**Your instructions:** Reproduce every line of the data below verbatim, leaving out the images.

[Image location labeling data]
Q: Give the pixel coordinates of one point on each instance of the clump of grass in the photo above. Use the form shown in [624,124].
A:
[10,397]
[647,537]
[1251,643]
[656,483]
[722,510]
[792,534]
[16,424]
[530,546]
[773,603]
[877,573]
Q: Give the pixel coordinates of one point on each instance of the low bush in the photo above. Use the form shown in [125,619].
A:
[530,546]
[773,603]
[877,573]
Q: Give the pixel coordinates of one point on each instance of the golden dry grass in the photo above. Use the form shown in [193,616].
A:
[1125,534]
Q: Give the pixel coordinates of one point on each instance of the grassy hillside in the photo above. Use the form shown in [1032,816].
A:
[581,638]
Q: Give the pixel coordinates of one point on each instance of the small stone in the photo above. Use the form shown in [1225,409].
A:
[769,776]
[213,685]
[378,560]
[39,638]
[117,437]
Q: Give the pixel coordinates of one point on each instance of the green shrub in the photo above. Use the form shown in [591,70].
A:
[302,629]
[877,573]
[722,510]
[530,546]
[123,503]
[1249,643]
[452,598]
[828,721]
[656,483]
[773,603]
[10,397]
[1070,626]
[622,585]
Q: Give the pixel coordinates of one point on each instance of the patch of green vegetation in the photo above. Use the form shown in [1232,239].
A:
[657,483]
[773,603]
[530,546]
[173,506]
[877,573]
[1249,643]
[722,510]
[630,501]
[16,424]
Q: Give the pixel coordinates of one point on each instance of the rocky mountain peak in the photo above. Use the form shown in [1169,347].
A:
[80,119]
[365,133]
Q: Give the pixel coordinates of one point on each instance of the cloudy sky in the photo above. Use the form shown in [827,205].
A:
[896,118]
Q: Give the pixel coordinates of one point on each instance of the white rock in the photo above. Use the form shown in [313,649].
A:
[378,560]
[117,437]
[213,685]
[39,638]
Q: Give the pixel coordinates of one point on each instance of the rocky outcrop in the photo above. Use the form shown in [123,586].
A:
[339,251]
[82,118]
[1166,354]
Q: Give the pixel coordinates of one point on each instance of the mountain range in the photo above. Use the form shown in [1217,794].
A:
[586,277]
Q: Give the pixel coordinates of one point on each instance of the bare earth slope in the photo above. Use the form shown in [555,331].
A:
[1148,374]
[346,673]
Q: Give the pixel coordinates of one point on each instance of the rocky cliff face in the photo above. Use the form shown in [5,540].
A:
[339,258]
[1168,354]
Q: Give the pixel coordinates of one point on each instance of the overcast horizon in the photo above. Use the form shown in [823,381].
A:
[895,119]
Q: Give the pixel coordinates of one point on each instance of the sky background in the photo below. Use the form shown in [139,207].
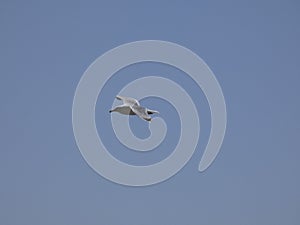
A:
[251,46]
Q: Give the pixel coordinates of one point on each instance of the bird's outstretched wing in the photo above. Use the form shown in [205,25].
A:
[127,100]
[140,111]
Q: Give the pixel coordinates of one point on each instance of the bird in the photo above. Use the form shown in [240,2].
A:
[132,106]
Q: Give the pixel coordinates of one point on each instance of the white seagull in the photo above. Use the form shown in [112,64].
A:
[131,106]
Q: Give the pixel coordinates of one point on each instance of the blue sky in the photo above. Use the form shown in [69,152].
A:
[252,48]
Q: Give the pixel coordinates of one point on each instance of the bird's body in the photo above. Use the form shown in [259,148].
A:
[131,106]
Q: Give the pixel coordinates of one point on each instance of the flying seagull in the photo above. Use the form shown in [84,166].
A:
[131,106]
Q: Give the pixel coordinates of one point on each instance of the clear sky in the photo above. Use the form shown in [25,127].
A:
[251,46]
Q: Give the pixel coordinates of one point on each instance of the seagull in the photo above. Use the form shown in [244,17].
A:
[131,106]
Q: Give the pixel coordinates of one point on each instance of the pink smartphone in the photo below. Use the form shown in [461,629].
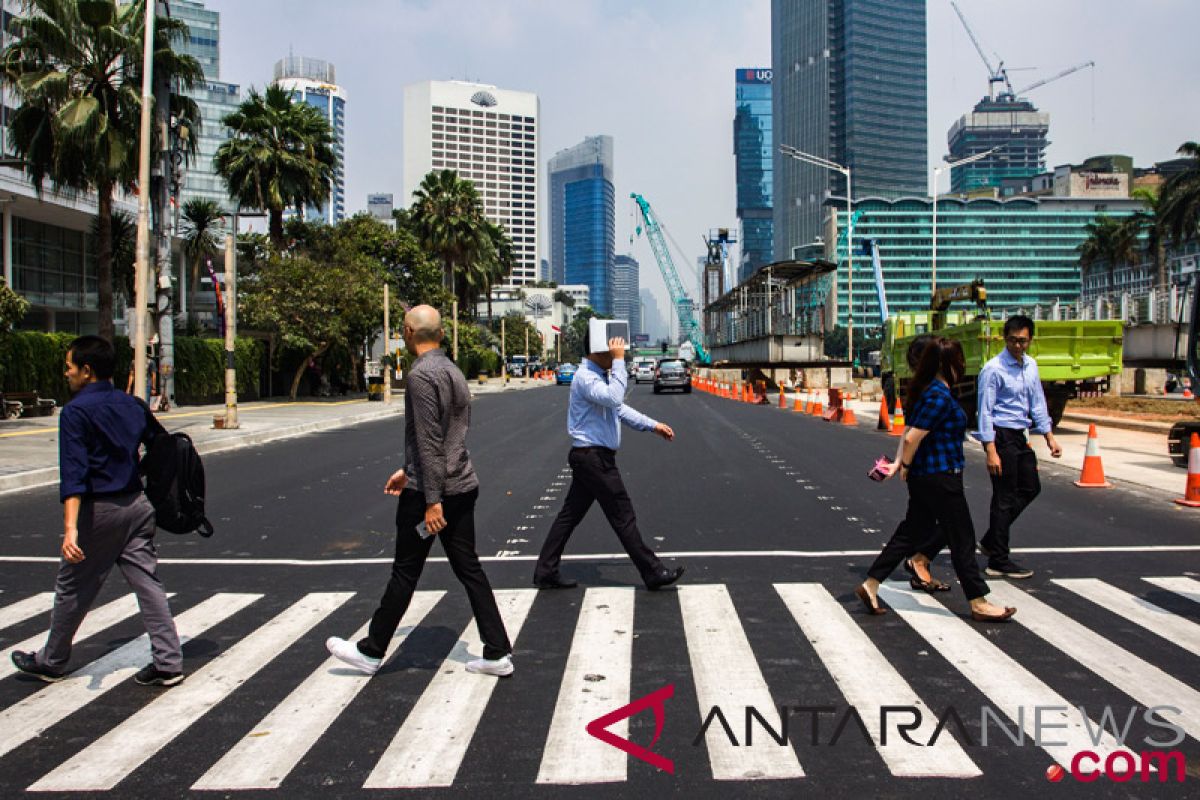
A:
[877,473]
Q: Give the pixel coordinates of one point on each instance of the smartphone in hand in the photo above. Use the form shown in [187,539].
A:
[877,471]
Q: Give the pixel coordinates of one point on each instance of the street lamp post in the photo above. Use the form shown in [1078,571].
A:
[825,163]
[937,170]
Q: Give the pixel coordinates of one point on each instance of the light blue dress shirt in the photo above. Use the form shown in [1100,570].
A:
[1011,397]
[598,407]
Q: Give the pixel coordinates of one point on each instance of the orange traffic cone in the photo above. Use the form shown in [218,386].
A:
[897,428]
[1092,477]
[1192,493]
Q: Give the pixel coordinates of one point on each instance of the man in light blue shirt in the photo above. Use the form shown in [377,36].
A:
[1011,402]
[593,421]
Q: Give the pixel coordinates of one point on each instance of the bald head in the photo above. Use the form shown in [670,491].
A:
[425,323]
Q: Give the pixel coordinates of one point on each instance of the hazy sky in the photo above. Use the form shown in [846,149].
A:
[658,77]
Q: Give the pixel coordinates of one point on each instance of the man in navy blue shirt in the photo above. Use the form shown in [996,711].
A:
[107,519]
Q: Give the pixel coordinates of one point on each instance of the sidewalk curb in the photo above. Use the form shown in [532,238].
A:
[49,475]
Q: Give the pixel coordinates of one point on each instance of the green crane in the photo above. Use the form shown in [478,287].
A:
[679,299]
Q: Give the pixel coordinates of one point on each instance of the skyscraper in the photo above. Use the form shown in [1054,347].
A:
[215,100]
[490,137]
[1011,124]
[754,163]
[582,223]
[849,85]
[625,286]
[315,82]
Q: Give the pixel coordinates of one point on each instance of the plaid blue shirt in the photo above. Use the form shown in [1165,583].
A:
[939,413]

**Output of the exercise:**
Q: Give the pixel coordinates of one point on each instance of the clump of grass in the photo above. Use the form shown in [624,124].
A:
[10,397]
[647,537]
[1251,643]
[656,483]
[722,510]
[792,534]
[16,424]
[530,546]
[773,603]
[877,573]
Q: Give the pixel coordinates of one point on each instance of the low bush in the photo above. Use the form shown in [125,619].
A:
[530,546]
[773,603]
[877,573]
Q: Give the pixel coordinates of one point on each instance of the golden dry grass in the photo above. Use the form shown in [193,616].
A:
[1125,534]
Q: Give the pixel coordinates of one point on each instance of the grassy hillside in the photo above. Use the form shown in [1032,816].
A:
[581,638]
Q: Give the pixel coordinates of one point on each instance of the small stone in the photo above. Use the form shown in [1225,409].
A:
[769,776]
[213,685]
[378,560]
[39,638]
[117,437]
Q: Give the pixel coordinates of one point on each instance of the green shrub in the photo above. Use the form shown in [591,70].
A:
[302,629]
[877,573]
[722,510]
[530,546]
[123,503]
[1249,643]
[452,598]
[828,721]
[656,483]
[773,603]
[10,397]
[1070,626]
[622,585]
Q: Give the pixel coordinates of one point on each instance of the patch of green vegetation in the photo above. Use the form shown in [1232,239].
A:
[657,483]
[773,603]
[530,546]
[173,506]
[877,573]
[1249,643]
[722,510]
[630,501]
[16,424]
Q: Give the pixel coordinates of one point on each instance of the rocky mountain peak in the photo above. Use the form shown in [1169,347].
A:
[80,119]
[365,133]
Q: Give the pixel coordinates of one point on each instance of the cloudy sky in the photo above. Use the form shown in [827,205].
A:
[896,118]
Q: Give the pixel coordinates of one point on each instance of the white rock in the photo above. Use the form shown in [313,649].
A:
[378,560]
[117,437]
[213,685]
[39,638]
Q: Give the pixel coordinates of one point on each instance of the rocky outcrop in the photo above. Use the form shown in [123,586].
A:
[339,251]
[82,118]
[1166,354]
Q: Give the pixel coordinates of one point on each instance of the mountain range in the photo above. Use the form shown in [1217,794].
A:
[586,277]
Q: Give the pixel coordinates of one point on each instance of the bare earth slope in the photo above. Use the form shown in [555,331].
A:
[1148,374]
[346,673]
Q: Give the pixel coordinates of one point on each instance of the rocky cliff face in the photo above. Use the form shown in [5,540].
A:
[339,258]
[1168,354]
Q: Give the pixel coordinates of one point on each instance of the overcast horizon in the photo above. Use the form shown in [823,381].
A:
[895,119]
Q: Give the pixel coordinates of one point on each instance of the sky background in the photo below. Use the form shown in [139,207].
A:
[251,46]
Q: Give the pixel coordinates of one point on each instance of the bird's outstretched wing in the photo above. Use the form shown in [205,25].
A:
[127,100]
[140,111]
Q: Give the pixel coordinates of one point on each instance of the bird in the photo above. Use the form shown in [240,2].
A:
[132,106]
Q: Give the pixel coordinates of one point on each instance of the white seagull in the photo above. Use the form shown in [112,64].
A:
[131,106]
Q: Give the pixel coordinates of one point on each instance of the blue sky in the photo above. Use the form shown in [69,152].
A:
[252,48]
Q: Give the pixel coordinates of one point on each instance of the bird's body in the photo above. Use the form shown in [259,148].
A:
[131,106]
Q: Give the pixel coordinates of one point on each instance of the flying seagull in the photo above. Use the form shown in [84,166].
A:
[131,106]
Q: Give the pixel coordinates of one point on each instance of the clear sky in the photo above. Use the form shown in [25,127].
A:
[251,46]
Q: Give the pixel coordinates of one point on each instance of the seagull in the photo above. Use the form shown in [244,17].
A:
[131,106]
Q: Give the pixel coordinates of one point on each instance of the pink smartphone in the photo below. Use the form shown in [461,629].
A:
[877,473]
Q: Give the pixel coordinates of one point on each instance of the smartphone in hand in the photo above. Use the form shown in [187,539].
A:
[877,471]
Q: Give the pixel coordinates of one point on each instance of the street lamp post in the photo above. Use the form shown in [1078,571].
A:
[825,163]
[937,170]
Q: Give the pixel coordinates of one point on each instance of the light blue dress shirt in the photo above. Use the form shown in [1100,570].
A:
[1011,397]
[598,407]
Q: Give the pixel coordinates of one point on each instance of the orange traffic cone in the photo above. Use the form shown in [218,386].
A:
[897,428]
[1092,477]
[1192,493]
Q: Give the pixel coordinates of one point on each instance of the man in light blue shirt in the photo above. Use the form shown in [377,36].
A:
[1011,402]
[593,421]
Q: Give the pixel coordinates of one point on each instance of the bald head in the photo above. Use the form shown in [670,491].
A:
[425,323]
Q: Give the pixel coordinates of one point on each instance of the hazy sky in the photo above. Use the form shown in [846,149].
A:
[658,77]
Q: Give the pixel coordinates of one point on each instance of the man in navy blue shirt in the photo above. Use the form shown in [996,711].
A:
[107,519]
Q: Give the pixel coordinates of one point on each instance of the sidewalk curb in the photo above. Use the form shown in [532,238].
A:
[49,475]
Q: Give the pixel coordinates of one point on each instance of the green crane in the photo above. Use the form shown in [478,287].
A:
[679,299]
Q: Give the pixel coordinates of one point on each instance of the skyscraper in the photo above. Use the form shown in [1054,347].
A:
[215,100]
[490,137]
[1011,124]
[754,163]
[582,223]
[849,85]
[625,286]
[315,82]
Q: Give the pixel coordinates of one point on each instance of the plaid blue shirt in the photo above. Use the form shown in [1165,583].
A:
[939,413]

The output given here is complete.